#### QUOTED TEXT:

──────

How long will electric utilities remain relevant?


By Terry Mohn

Fast forward to the year 2020: In this year’s headlines we see a continued erosion of dominant electric utilities’ stock prices. The US Supreme Court ruled that electric utilities can no longer compete unfairly with consumers’ ability to generate power. In this proceeding, the leftist group “Power to Compete” had fought a 7-year battle arguing building electric generation is an individual right that supersedes societal needs currently met by utilities. In a related case, the court also struck down “eminent domain” as they concluded it is unconstitutional; therefore, utilities can no longer build transmission lines without land owners’ consent. Earlier in the year, in its annual shareholder’s meeting, Y-Haul announced profits surged for the fourth straight year due to its acquisition of portable car battery maker B456. Finally, GGL Energy Services Company announced its completed acquisition of Steady Energy, the largest international microgrid engineering company. Adding to their fleet of generator and storage product companies, GGL is now positioned to build miniature utilities for communities and businesses to offer more reliable renewable energy sources for their homes and facilities than their local utility can provide.

Whether the above scenario is 15 or 50 years into the future, the traditional utility has more to worry about than smart meter security issues or cost justification of a smart grid. The energy market in the United States is going through an evolution. For example, California Governor Arnold Schwarzenegger issued Executive Order S-14-08 on November 17, 2008 which requires 33% of the electricity sold in California come from renewable energy resources by 2020. In the last few years, emphasis has focused on large scale renewable energy resources as a potential solution. New large wind farms throughout the state and solar farms in the desert areas have been contracted by major utilities to address their increased energy requirements and regulatory obligations. A further anticipated proliferation of these large scale wind and solar power generation farms has the potential to substantially improve the achievement of both state and upcoming national climate legislation.

──────

#### LISTED RECORDS:
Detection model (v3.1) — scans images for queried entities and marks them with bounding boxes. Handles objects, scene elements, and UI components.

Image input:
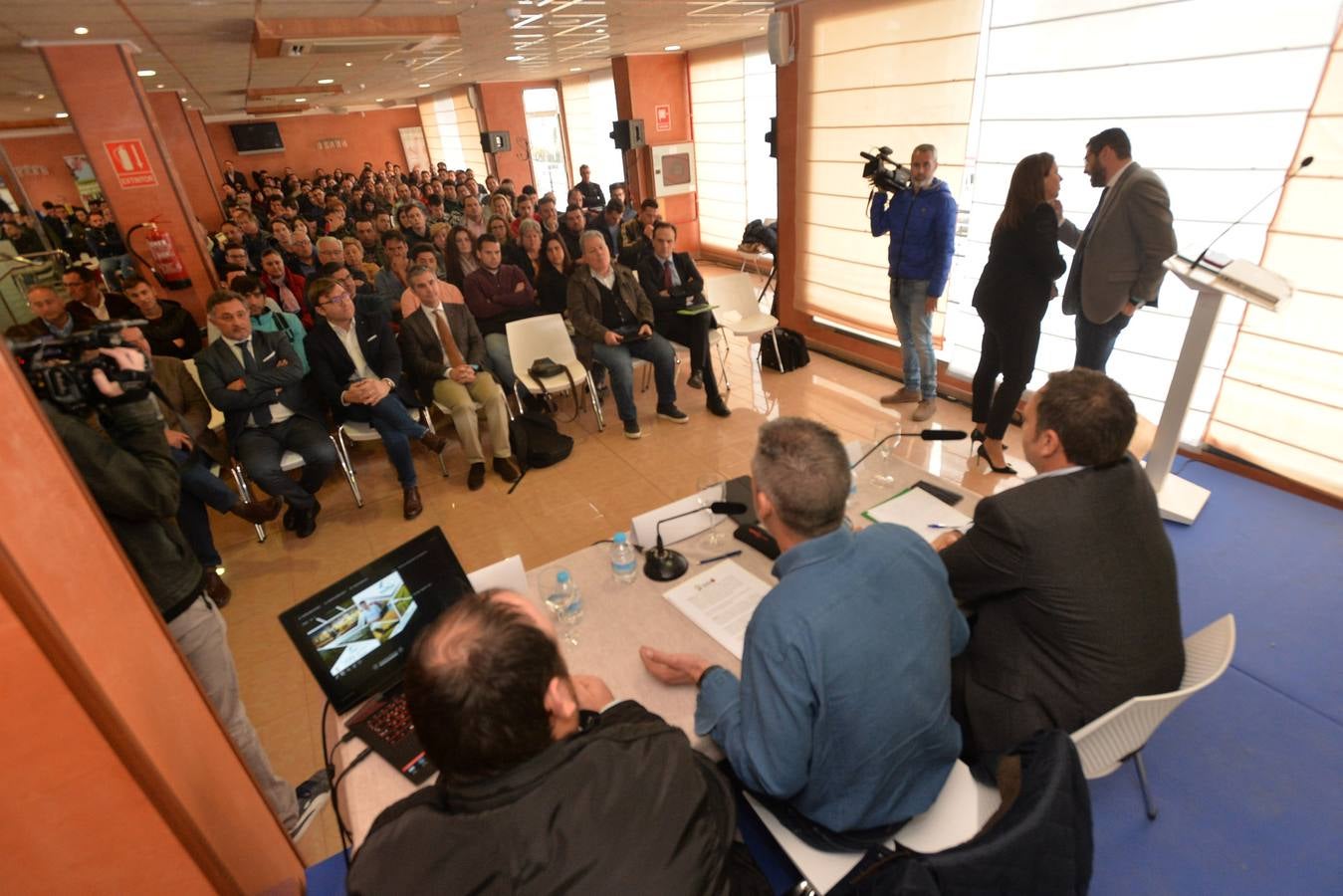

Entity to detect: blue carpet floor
[309,461,1343,896]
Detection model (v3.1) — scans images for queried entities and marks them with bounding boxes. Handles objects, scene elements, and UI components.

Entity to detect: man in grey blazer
[1054,127,1175,373]
[934,368,1185,757]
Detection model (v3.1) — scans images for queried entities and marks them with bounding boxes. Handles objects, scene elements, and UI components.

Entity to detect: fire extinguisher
[126,219,191,290]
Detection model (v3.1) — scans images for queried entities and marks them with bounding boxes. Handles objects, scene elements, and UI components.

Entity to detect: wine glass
[870,420,900,488]
[694,470,728,550]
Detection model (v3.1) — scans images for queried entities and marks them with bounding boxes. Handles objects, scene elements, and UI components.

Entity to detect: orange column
[611,53,700,254]
[39,43,216,321]
[147,90,223,227]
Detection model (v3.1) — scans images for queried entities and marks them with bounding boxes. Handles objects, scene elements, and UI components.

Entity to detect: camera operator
[40,346,328,839]
[872,143,956,422]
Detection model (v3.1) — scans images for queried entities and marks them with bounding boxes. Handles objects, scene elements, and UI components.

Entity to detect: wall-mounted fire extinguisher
[126,219,191,289]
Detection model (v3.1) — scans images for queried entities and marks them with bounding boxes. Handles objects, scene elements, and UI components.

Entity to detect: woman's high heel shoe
[975,445,1016,476]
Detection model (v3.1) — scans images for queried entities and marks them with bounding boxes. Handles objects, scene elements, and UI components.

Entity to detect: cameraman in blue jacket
[872,143,956,422]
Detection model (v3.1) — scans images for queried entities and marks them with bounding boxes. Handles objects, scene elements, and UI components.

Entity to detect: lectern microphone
[1190,156,1315,268]
[643,501,747,581]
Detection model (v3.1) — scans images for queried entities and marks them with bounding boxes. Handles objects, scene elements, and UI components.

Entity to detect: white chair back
[1072,614,1235,780]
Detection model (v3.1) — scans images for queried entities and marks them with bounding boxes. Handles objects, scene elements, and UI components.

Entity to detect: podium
[1147,255,1292,526]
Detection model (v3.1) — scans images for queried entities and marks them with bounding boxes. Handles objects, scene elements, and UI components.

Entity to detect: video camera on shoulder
[858,146,909,193]
[8,320,153,416]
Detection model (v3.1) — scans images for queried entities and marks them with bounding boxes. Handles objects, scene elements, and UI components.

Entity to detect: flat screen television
[228,120,285,154]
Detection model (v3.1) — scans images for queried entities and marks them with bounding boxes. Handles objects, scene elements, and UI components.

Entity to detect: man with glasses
[308,274,447,520]
[61,265,135,321]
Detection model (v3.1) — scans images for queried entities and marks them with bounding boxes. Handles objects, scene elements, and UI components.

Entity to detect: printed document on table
[662,560,773,660]
[862,489,970,542]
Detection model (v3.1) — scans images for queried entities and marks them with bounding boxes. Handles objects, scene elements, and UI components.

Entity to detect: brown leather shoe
[230,499,282,526]
[205,566,234,610]
[401,485,424,520]
[494,457,523,482]
[420,432,447,454]
[881,388,923,404]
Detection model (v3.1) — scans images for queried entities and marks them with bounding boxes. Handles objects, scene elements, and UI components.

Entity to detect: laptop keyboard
[364,695,415,745]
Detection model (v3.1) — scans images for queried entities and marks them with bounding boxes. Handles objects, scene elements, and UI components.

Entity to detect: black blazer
[973,203,1065,323]
[304,315,418,423]
[638,253,704,330]
[196,331,323,450]
[942,455,1185,751]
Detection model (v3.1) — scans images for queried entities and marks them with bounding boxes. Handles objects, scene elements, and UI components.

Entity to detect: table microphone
[1190,156,1315,268]
[643,501,747,581]
[849,430,970,470]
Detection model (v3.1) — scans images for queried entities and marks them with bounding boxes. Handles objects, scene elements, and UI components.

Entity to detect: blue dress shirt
[694,524,970,831]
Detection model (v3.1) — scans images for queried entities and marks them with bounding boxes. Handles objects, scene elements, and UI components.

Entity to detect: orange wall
[477,81,560,189]
[0,131,84,208]
[205,107,420,183]
[611,53,700,255]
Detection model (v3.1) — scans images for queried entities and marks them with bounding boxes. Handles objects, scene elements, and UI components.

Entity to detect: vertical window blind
[796,0,982,345]
[1208,21,1343,497]
[689,40,779,253]
[947,0,1338,443]
[556,69,624,201]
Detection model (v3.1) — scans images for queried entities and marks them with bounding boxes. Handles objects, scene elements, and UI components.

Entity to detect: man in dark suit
[196,290,336,539]
[934,368,1185,755]
[308,277,447,520]
[397,265,521,492]
[1054,127,1175,373]
[639,222,732,416]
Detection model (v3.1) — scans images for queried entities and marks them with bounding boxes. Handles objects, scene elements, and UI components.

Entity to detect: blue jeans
[349,395,428,489]
[485,334,516,395]
[1073,309,1134,373]
[890,277,938,399]
[592,334,676,420]
[172,449,238,568]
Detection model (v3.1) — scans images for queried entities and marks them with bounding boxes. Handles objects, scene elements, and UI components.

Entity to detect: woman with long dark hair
[970,151,1065,476]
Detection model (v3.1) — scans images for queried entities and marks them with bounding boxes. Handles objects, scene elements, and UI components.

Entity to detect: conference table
[323,443,979,849]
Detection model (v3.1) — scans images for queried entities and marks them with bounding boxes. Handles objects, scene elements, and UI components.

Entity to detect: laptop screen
[280,527,471,712]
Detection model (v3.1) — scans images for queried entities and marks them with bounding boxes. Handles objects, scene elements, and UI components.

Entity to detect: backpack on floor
[761,327,811,373]
[508,411,573,470]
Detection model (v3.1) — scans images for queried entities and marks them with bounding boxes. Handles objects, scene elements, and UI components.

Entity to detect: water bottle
[611,532,639,584]
[546,569,582,645]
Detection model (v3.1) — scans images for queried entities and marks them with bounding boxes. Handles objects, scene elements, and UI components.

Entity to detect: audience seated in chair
[639,418,969,850]
[939,368,1185,755]
[196,290,336,539]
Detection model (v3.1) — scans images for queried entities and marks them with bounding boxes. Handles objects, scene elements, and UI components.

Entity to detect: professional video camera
[9,320,153,415]
[858,146,909,193]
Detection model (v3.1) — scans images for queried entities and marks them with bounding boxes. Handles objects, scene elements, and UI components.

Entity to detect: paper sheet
[662,560,771,660]
[862,488,970,543]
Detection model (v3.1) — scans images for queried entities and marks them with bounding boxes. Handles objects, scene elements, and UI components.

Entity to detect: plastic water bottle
[546,569,582,645]
[611,532,639,584]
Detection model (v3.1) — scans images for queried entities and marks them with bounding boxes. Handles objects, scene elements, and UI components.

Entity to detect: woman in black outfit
[970,151,1065,474]
[536,234,573,315]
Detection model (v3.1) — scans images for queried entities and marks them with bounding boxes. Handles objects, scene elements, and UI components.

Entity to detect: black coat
[940,455,1185,753]
[346,701,736,896]
[974,203,1065,323]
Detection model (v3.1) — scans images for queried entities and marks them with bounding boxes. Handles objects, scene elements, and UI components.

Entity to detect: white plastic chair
[705,274,779,362]
[1072,614,1235,819]
[507,315,605,430]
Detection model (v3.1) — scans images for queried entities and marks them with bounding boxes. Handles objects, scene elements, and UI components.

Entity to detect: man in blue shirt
[639,418,970,849]
[872,143,956,422]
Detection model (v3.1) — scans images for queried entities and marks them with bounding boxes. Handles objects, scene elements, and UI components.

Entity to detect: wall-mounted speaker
[481,130,513,154]
[611,118,646,149]
[770,11,792,66]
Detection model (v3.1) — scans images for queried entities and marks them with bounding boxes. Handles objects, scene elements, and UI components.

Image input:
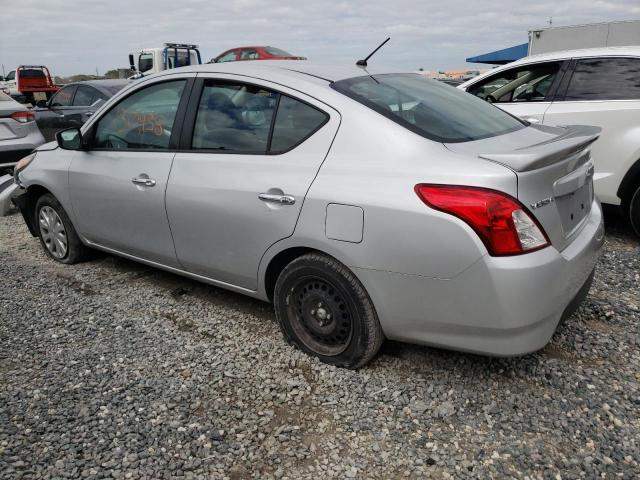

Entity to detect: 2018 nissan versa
[14,61,604,368]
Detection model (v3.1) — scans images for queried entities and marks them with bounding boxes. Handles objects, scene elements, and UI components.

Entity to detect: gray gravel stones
[0,215,640,479]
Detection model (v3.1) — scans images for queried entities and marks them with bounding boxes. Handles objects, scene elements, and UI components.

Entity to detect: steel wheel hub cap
[288,278,353,356]
[38,206,69,258]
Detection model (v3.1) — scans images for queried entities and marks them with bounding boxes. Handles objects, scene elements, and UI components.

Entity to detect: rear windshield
[264,47,292,57]
[331,73,526,143]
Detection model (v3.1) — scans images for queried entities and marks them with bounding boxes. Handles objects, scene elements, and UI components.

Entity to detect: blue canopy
[467,43,529,65]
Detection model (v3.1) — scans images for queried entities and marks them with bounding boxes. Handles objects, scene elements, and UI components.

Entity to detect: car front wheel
[35,194,90,264]
[274,253,384,369]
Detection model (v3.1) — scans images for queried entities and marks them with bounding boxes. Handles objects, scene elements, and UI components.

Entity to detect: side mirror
[56,127,82,150]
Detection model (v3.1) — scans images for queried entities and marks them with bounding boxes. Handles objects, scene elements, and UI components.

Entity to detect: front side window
[240,50,260,60]
[138,53,153,73]
[93,80,186,150]
[564,58,640,100]
[51,85,77,107]
[192,82,278,153]
[264,47,292,57]
[331,74,525,143]
[467,62,560,103]
[216,50,236,63]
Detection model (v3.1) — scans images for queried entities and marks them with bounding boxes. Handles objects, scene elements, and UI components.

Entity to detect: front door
[167,76,339,290]
[69,76,187,267]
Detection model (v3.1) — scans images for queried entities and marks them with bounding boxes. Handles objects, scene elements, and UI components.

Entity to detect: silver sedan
[14,61,604,368]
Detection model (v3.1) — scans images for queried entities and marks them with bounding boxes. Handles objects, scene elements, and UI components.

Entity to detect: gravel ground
[0,207,640,479]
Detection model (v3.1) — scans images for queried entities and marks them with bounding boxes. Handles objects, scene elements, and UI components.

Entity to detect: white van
[458,46,640,235]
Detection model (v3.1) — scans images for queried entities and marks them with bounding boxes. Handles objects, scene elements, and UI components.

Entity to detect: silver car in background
[0,92,44,176]
[14,61,604,368]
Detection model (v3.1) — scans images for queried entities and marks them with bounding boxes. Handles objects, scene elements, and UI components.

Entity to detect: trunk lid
[446,125,601,250]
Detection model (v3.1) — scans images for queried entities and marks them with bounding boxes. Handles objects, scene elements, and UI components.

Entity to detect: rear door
[166,75,339,290]
[69,75,192,267]
[467,61,566,123]
[544,57,640,204]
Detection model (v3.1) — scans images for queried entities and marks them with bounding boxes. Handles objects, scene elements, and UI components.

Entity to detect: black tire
[274,253,384,369]
[34,193,92,265]
[629,186,640,237]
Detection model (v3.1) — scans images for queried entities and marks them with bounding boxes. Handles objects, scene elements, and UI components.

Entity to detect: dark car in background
[0,92,44,176]
[32,80,130,142]
[209,46,307,63]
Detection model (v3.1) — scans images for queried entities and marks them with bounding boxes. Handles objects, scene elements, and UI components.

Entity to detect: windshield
[331,73,526,143]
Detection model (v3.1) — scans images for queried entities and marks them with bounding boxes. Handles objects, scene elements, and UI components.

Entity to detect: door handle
[258,193,296,205]
[131,177,156,187]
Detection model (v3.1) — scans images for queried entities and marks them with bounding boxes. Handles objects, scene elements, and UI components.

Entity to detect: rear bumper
[354,201,604,356]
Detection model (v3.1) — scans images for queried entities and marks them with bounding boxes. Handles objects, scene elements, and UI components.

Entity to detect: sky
[0,0,640,75]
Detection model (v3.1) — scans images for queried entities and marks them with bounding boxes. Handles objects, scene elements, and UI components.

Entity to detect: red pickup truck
[3,65,60,105]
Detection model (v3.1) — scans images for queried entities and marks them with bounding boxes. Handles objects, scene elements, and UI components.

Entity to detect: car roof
[458,45,640,89]
[67,78,131,87]
[170,60,400,82]
[507,45,640,65]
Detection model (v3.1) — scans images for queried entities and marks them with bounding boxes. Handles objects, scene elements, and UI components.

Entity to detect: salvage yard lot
[0,215,640,479]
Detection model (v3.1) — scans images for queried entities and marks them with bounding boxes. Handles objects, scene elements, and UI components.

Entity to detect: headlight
[13,152,36,185]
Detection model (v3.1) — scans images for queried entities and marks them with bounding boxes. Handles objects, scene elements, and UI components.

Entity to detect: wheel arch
[258,237,358,301]
[15,184,55,237]
[263,247,320,302]
[616,158,640,212]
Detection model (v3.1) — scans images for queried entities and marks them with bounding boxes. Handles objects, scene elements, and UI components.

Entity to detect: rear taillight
[10,112,33,123]
[415,184,549,256]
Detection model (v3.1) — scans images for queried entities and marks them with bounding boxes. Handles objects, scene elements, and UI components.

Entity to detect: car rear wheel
[35,194,91,264]
[274,253,384,369]
[629,186,640,237]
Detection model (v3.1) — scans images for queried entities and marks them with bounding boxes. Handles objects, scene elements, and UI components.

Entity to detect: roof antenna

──────

#### TASK TO CARRY OUT:
Reproduce the electric utilities article above word for word, in full.

#### FINAL ANSWER:
How long will electric utilities remain relevant?


By Terry Mohn

Fast forward to the year 2020: In this year’s headlines we see a continued erosion of dominant electric utilities’ stock prices. The US Supreme Court ruled that electric utilities can no longer compete unfairly with consumers’ ability to generate power. In this proceeding, the leftist group “Power to Compete” had fought a 7-year battle arguing building electric generation is an individual right that supersedes societal needs currently met by utilities. In a related case, the court also struck down “eminent domain” as they concluded it is unconstitutional; therefore, utilities can no longer build transmission lines without land owners’ consent. Earlier in the year, in its annual shareholder’s meeting, Y-Haul announced profits surged for the fourth straight year due to its acquisition of portable car battery maker B456. Finally, GGL Energy Services Company announced its completed acquisition of Steady Energy, the largest international microgrid engineering company. Adding to their fleet of generator and storage product companies, GGL is now positioned to build miniature utilities for communities and businesses to offer more reliable renewable energy sources for their homes and facilities than their local utility can provide.

Whether the above scenario is 15 or 50 years into the future, the traditional utility has more to worry about than smart meter security issues or cost justification of a smart grid. The energy market in the United States is going through an evolution. For example, California Governor Arnold Schwarzenegger issued Executive Order S-14-08 on November 17, 2008 which requires 33% of the electricity sold in California come from renewable energy resources by 2020. In the last few years, emphasis has focused on large scale renewable energy resources as a potential solution. New large wind farms throughout the state and solar farms in the desert areas have been contracted by major utilities to address their increased energy requirements and regulatory obligations. A further anticipated proliferation of these large scale wind and solar power generation farms has the potential to substantially improve the achievement of both state and upcoming national climate legislation.